Instructions to follow — Each entry below is to be written out exactly, and the pictures are to be left out.

**** Dataset records

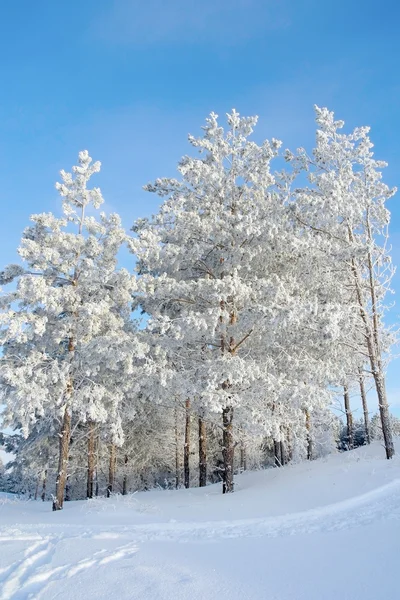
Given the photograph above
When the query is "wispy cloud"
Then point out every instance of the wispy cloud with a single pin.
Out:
(211, 21)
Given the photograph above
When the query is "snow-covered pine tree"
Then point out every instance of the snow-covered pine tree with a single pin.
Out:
(64, 328)
(228, 281)
(346, 209)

********

Problem solution —
Given the photograph above
When the query is "wispy cloud"
Then point out every instance of the wispy cloud with a single pin.
Out:
(211, 21)
Given the photograph above
When the query is "snow-covered pine tree"
Then point out every instance of the snow-covered pine tree with a single pin.
Out:
(64, 328)
(228, 281)
(346, 209)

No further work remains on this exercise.